Entries supplied:

___

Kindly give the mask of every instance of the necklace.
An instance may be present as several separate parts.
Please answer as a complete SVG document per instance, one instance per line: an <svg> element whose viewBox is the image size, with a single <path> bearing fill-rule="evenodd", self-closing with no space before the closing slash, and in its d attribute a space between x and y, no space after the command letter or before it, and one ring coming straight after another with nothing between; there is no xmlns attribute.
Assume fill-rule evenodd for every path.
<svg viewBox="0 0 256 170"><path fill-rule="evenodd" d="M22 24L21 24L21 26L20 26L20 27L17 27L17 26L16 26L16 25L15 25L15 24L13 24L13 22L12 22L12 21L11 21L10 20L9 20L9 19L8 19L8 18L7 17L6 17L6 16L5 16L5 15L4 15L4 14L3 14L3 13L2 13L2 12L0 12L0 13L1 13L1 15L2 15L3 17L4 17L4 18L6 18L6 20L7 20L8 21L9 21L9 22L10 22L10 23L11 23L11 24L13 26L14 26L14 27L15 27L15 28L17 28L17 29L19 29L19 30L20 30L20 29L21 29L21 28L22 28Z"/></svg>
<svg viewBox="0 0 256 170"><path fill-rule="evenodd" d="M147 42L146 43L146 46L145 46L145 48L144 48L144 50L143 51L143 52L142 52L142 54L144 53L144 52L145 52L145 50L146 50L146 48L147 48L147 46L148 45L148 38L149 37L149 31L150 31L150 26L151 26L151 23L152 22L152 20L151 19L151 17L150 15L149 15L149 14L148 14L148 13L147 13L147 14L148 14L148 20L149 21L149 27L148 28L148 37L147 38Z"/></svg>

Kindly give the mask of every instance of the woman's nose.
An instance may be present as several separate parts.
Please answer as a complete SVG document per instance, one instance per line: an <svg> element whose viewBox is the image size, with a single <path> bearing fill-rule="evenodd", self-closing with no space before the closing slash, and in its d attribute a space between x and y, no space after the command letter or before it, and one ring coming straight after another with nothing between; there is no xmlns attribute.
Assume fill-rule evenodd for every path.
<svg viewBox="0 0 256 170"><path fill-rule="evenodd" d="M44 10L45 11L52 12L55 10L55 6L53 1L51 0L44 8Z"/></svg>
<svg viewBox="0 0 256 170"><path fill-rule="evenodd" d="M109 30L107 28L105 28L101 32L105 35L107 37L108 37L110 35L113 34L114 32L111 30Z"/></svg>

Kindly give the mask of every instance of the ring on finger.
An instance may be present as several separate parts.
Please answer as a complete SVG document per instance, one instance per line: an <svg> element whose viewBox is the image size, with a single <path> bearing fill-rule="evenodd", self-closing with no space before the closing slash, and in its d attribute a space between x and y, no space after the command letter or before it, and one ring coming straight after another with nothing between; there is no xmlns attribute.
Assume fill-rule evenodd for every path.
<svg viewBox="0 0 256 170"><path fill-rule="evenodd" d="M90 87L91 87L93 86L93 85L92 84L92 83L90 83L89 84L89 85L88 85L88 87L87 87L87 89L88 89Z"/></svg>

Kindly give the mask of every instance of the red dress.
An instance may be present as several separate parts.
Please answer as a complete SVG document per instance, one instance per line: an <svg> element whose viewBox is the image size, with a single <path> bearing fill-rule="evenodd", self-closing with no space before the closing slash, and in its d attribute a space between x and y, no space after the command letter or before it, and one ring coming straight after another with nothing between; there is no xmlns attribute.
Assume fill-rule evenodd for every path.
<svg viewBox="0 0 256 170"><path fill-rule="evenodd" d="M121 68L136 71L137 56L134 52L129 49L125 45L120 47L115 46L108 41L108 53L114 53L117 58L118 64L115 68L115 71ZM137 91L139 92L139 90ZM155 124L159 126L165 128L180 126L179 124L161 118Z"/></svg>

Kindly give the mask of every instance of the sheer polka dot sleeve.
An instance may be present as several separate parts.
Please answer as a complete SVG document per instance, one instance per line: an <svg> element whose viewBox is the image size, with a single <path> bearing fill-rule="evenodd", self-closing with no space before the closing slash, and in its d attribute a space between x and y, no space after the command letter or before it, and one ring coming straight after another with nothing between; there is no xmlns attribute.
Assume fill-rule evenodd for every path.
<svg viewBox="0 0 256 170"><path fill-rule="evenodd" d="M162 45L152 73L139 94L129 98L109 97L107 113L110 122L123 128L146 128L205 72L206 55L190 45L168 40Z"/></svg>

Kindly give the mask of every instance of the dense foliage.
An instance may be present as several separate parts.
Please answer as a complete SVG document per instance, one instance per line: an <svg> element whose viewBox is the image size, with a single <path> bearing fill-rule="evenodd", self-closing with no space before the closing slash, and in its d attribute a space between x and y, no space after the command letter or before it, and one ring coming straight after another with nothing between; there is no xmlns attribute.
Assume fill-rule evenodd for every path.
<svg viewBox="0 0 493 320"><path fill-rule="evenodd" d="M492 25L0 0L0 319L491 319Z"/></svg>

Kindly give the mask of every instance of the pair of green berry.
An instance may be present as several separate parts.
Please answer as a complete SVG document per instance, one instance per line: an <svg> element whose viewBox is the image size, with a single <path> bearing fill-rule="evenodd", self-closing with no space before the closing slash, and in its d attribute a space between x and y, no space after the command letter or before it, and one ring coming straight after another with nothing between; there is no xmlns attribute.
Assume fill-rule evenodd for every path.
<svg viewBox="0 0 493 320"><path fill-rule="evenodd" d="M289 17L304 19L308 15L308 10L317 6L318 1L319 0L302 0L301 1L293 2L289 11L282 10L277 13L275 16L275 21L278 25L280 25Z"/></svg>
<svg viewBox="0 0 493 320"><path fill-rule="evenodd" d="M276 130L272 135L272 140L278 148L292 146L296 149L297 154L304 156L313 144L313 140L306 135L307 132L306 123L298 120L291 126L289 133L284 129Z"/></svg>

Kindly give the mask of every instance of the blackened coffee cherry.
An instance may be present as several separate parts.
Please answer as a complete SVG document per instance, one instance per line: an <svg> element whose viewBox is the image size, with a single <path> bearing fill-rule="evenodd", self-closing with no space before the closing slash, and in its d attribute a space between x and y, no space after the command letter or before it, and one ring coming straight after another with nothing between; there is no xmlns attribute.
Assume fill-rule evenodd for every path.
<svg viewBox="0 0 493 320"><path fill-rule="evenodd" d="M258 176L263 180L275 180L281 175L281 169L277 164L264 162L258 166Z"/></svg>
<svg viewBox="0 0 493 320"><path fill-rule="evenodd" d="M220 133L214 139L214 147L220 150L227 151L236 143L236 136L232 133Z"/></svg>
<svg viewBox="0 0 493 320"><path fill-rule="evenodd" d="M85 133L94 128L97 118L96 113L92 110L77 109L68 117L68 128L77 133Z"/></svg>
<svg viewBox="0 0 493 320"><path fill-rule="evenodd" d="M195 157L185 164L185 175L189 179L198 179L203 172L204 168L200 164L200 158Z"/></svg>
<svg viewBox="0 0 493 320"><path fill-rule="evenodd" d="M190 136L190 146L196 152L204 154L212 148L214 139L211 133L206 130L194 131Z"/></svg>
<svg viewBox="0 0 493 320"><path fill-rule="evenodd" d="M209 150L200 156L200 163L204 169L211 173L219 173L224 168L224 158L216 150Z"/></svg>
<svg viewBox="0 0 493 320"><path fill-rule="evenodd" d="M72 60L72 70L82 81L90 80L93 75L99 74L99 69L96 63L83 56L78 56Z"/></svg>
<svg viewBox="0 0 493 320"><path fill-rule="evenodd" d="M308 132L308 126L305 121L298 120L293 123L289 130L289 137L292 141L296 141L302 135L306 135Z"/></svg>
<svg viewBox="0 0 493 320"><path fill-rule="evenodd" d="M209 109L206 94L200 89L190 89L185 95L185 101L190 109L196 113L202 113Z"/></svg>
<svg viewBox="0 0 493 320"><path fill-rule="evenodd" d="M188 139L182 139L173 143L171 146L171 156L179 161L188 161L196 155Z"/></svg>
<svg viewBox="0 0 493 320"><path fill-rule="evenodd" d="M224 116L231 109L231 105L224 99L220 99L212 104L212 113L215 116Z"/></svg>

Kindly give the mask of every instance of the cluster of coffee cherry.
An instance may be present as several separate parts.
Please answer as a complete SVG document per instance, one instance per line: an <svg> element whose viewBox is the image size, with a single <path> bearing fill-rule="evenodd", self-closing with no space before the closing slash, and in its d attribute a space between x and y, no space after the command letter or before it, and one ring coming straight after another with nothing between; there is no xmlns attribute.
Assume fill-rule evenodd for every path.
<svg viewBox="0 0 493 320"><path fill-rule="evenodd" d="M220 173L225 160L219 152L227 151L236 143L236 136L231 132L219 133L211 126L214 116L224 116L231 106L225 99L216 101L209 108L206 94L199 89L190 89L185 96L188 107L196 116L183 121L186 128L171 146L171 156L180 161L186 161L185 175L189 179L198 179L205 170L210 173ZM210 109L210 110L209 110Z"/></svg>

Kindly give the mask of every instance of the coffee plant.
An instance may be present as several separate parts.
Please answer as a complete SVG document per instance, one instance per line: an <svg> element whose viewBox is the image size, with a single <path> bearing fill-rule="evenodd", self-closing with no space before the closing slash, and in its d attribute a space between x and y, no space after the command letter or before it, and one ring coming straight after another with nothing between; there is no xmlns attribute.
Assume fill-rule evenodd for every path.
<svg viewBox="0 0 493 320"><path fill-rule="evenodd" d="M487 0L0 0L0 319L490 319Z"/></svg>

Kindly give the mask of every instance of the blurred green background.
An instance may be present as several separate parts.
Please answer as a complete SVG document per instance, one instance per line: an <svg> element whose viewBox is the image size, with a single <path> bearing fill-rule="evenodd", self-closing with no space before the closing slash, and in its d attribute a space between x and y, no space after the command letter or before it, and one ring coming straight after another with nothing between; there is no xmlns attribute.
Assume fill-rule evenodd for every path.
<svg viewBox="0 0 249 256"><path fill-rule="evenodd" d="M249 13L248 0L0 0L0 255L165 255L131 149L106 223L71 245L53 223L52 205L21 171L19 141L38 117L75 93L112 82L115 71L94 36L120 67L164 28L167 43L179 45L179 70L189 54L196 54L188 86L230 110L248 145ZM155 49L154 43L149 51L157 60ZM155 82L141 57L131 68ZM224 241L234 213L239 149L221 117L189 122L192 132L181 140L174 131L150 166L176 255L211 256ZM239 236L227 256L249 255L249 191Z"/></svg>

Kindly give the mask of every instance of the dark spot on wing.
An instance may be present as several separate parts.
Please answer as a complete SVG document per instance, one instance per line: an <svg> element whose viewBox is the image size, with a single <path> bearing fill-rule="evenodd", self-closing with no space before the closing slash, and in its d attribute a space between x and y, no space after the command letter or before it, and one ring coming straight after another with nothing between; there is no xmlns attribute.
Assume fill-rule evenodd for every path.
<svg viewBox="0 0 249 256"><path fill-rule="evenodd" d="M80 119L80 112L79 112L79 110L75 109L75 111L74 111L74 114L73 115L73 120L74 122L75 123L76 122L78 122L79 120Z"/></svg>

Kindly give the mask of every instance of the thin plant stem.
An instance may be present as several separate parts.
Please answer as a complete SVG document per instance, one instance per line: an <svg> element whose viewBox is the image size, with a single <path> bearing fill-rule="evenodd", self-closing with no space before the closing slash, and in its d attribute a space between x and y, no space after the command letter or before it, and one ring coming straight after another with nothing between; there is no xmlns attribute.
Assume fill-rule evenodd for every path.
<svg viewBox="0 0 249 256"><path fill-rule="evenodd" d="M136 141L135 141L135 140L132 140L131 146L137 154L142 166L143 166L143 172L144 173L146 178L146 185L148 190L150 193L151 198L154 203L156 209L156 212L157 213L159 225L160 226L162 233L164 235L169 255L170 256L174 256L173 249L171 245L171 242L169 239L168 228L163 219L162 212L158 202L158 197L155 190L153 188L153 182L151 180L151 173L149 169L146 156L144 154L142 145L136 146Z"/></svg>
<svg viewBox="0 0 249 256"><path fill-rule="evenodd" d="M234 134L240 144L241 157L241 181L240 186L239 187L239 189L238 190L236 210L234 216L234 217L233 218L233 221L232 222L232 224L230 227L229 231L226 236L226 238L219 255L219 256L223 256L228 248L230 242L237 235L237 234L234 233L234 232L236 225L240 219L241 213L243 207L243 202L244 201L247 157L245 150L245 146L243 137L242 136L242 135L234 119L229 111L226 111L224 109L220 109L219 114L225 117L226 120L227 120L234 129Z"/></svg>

___

Objective: Rewrite the lines between the line holding "Kindly give the mask of every instance of the dense" and the line holding "25L0 0L0 319L491", inclusive, as a Markdown table with a No. column numbering the rows and a Line column giving each line, leaving out blank lines.

Solution below:
| No. | Line |
|---|---|
| 1 | Kindly give the mask of every instance of the dense foliage. |
| 2 | An instance may be present as several separate parts. |
| 3 | Please answer as a complete SVG document per instance, one instance per line: an <svg> element whose viewBox is the image size, with a single <path> bearing fill-rule="evenodd", self-closing with no space before the closing slash, and in its d attribute a space between x and y, no space after the command letter or before it, and one ring coming straight after another with nothing between; there is no xmlns attribute. |
| 4 | Assume fill-rule evenodd for every path. |
| 5 | <svg viewBox="0 0 493 320"><path fill-rule="evenodd" d="M492 25L0 0L0 319L491 319Z"/></svg> |